Page text =

++++++++++

October 18, 2021
When power company executives were asked to list the most important issues facing their organizations, 45% overwhelmingly cited their top concern as “renewables, sustainability or the environment.” At the same time, global energy consumption continues to rise faster than the population.
These two realities are reshaping the international energy sector. The push to produce more energy, in a greener manner, is propelling the industry to re-imagine the power grid of the future.
Over the next decades, the radical transformation of the power industry will touch consumers’ daily lives in numerous ways. For example, we could see electric vehicles (EVs) coming to a stop at a red light and getting a microshot of energy from induction sensors in the pavement. Instead of charging those EVs overnight in their homes, people will drive to work and park their cars over “dumb sensors” in a commercial parking lot.
A critical part of the power transformation will be less obvious: data. The transition to greener energy will depend as much on information as on solar power, wind farms and hydrogen-based power plants. There is a critical role of data management, services, domain expertise and cloud technologies to enable this transformation to a more sustainable world.
The transformation is rushing ahead. Last year, land-based wind energy accounted for more than a third of all new U.S. generation capacity, and the Department of Energy anticipates building a $70 billion offshore wind business pipeline by 2030. The Clean Energy for all Europeans package sets an ambitious goal of 32% of energy coming from renewable energy sources by 2030. Meanwhile, nuclear power plants are being decommissioned.

++++++++++

Exercise = Reproduce everything in the energy article from "A critical part" down to "are being decommissioned.", word for word.

++++++++++

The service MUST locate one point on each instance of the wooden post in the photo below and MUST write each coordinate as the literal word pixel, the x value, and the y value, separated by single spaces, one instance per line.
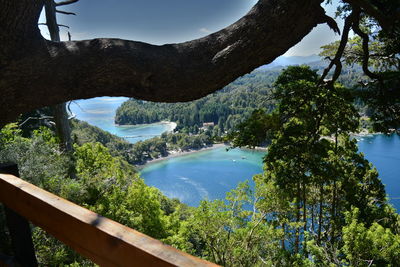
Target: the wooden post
pixel 20 231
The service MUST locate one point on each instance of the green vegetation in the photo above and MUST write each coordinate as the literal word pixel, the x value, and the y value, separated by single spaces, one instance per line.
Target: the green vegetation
pixel 143 151
pixel 226 108
pixel 318 202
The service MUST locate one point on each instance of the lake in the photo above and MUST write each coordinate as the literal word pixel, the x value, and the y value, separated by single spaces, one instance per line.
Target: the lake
pixel 212 173
pixel 100 112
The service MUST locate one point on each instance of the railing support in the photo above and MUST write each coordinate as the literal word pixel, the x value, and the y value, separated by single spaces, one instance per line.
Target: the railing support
pixel 20 231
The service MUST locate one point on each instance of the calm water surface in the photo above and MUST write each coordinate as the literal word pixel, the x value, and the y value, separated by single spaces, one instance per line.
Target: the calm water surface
pixel 384 153
pixel 100 112
pixel 204 175
pixel 210 174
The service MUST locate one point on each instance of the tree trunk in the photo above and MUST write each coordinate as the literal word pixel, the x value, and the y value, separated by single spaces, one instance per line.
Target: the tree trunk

++++++++++

Answer =
A critical part of the power transformation will be less obvious: data. The transition to greener energy will depend as much on information as on solar power, wind farms and hydrogen-based power plants. There is a critical role of data management, services, domain expertise and cloud technologies to enable this transformation to a more sustainable world.
The transformation is rushing ahead. Last year, land-based wind energy accounted for more than a third of all new U.S. generation capacity, and the Department of Energy anticipates building a $70 billion offshore wind business pipeline by 2030. The Clean Energy for all Europeans package sets an ambitious goal of 32% of energy coming from renewable energy sources by 2030. Meanwhile, nuclear power plants are being decommissioned.